▶ **Problem to solve**: List every line below that contains the word "firefighter". Case counts.

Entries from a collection
-- BEGIN --

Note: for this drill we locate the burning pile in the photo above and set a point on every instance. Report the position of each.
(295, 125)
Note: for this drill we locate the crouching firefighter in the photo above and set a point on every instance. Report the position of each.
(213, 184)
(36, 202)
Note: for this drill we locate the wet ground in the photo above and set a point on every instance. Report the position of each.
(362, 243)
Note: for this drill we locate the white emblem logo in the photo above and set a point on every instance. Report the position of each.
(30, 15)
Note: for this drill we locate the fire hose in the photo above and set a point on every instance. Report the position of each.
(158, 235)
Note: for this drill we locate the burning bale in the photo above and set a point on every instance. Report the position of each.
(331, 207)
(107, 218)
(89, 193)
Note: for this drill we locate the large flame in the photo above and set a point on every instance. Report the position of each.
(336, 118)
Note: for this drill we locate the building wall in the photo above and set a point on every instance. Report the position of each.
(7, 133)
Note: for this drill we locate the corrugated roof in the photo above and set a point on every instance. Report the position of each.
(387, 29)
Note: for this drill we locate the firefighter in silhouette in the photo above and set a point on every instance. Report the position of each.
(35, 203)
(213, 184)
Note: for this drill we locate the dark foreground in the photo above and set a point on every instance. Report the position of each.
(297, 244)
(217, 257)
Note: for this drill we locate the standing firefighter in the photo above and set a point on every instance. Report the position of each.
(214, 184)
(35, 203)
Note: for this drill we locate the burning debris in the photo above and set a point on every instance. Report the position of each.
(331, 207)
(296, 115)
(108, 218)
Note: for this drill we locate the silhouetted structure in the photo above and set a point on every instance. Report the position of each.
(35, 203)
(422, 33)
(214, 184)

-- END --
-- BEGIN --

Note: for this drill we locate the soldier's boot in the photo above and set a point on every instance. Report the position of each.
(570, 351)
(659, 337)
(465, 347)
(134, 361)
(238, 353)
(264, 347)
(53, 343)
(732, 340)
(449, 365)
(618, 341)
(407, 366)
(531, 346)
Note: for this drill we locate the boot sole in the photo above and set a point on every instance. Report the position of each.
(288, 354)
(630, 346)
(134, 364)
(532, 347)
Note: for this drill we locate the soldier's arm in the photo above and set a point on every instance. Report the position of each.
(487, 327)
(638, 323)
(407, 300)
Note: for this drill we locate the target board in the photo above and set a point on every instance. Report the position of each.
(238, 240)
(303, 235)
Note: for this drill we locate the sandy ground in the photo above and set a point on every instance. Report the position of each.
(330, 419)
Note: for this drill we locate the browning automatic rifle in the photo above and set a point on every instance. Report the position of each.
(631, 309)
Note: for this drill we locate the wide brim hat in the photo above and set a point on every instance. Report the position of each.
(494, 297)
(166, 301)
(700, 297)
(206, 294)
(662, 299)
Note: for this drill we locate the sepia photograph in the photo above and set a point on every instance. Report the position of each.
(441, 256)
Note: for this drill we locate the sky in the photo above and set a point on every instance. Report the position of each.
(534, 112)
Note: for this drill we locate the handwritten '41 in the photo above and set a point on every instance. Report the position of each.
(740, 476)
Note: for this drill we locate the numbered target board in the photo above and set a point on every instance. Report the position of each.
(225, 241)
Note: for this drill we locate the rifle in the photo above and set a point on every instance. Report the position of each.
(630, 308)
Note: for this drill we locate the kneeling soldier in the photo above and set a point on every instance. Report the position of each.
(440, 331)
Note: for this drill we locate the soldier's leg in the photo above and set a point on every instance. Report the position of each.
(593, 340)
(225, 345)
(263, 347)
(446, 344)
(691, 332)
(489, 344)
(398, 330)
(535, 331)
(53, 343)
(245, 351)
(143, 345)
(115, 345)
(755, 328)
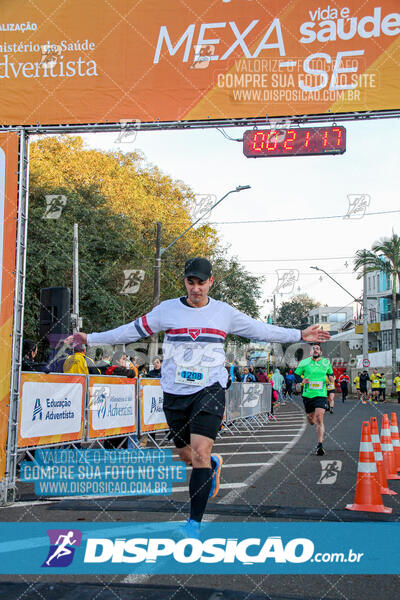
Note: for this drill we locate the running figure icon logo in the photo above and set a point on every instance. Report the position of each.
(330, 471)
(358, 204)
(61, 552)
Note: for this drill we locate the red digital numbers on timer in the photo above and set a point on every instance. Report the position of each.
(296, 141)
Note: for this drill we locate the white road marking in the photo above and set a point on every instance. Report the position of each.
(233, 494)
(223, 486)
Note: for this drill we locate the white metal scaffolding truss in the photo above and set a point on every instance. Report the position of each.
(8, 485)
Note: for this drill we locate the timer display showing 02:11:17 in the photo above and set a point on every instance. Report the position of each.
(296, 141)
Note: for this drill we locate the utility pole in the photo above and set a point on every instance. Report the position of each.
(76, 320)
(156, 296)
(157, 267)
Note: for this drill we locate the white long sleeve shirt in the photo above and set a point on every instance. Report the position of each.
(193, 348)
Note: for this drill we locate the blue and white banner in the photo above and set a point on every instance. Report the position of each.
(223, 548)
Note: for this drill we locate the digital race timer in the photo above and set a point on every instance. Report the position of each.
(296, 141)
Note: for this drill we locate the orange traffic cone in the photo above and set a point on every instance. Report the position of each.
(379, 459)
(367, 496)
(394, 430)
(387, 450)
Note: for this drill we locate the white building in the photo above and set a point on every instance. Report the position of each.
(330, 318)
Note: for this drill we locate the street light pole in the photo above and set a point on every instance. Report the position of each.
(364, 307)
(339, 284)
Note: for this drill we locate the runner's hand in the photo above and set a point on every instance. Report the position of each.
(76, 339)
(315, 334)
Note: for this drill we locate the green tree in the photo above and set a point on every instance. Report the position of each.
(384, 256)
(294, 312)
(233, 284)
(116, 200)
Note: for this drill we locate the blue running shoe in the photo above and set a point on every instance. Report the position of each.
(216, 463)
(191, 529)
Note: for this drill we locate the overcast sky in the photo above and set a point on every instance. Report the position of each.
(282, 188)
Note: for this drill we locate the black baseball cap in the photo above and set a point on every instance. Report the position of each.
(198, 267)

-- END --

▶ **Complete response**:
Note: for this drill we locate the crouching firefighter in the photo above and set a point on every instance. Report the position of each.
Note: for this drill we locate the firefighter in silhouette in the photo above and set a point on every instance. Report the position of each.
Note: for this drill we locate the standing firefighter in the photo above and set a point on every instance. Report the position of each.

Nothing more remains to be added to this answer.